◆ **WHAT TO DO**:
Recast the records below as a two-column CSV with the columns text and answer, one row per record. Use only the part that starts with the line containing "Test: the pointer marks one pixel per instance of the woven" and runs through the end of the records, with each field quoted and line breaks replaced by spaces.
— Start RECORD SET —
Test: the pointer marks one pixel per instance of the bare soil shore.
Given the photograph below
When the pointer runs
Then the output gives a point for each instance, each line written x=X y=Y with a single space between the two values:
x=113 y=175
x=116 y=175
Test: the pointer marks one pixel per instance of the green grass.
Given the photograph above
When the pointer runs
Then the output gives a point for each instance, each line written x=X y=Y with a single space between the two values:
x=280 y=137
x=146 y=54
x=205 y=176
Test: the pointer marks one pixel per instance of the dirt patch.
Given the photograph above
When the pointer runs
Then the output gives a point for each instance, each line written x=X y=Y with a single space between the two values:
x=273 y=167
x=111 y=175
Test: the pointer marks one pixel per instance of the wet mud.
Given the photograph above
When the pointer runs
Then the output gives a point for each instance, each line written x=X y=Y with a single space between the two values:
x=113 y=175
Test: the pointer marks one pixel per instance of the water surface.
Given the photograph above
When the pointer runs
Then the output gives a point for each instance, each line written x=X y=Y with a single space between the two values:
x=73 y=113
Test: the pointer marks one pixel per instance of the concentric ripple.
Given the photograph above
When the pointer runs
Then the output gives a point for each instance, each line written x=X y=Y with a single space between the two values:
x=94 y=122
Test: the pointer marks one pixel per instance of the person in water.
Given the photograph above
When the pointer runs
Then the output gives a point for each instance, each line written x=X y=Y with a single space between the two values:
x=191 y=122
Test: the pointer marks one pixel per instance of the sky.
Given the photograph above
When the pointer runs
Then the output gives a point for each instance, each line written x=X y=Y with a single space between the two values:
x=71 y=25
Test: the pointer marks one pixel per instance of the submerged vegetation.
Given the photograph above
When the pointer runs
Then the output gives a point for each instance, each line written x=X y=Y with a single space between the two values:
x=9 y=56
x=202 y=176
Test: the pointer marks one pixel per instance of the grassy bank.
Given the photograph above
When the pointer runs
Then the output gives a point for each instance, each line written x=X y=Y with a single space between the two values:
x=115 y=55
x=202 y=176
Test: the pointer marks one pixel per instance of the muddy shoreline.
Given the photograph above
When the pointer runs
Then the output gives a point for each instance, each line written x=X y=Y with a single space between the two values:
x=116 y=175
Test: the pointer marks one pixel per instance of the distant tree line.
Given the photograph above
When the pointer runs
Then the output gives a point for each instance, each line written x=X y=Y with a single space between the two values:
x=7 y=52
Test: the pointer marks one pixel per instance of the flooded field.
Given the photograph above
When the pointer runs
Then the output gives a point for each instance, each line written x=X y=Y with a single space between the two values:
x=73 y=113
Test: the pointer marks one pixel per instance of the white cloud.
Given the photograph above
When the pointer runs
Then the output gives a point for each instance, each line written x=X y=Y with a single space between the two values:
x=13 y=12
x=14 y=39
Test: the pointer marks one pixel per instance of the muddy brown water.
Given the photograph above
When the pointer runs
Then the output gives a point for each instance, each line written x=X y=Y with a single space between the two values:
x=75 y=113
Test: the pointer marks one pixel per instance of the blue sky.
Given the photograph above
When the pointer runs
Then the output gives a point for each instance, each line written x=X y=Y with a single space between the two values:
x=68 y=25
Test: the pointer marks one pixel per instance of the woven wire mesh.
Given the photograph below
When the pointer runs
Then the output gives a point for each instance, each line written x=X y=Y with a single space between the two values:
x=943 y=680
— End RECORD SET —
◆ **RESULT OF THIS EXERCISE**:
text,answer
"Test: the pointer marks one pixel per instance of the woven wire mesh. Given the photograph below When the pointer runs Then the output gives a point for each instance, each line written x=X y=Y with a single space between the two values:","x=943 y=680"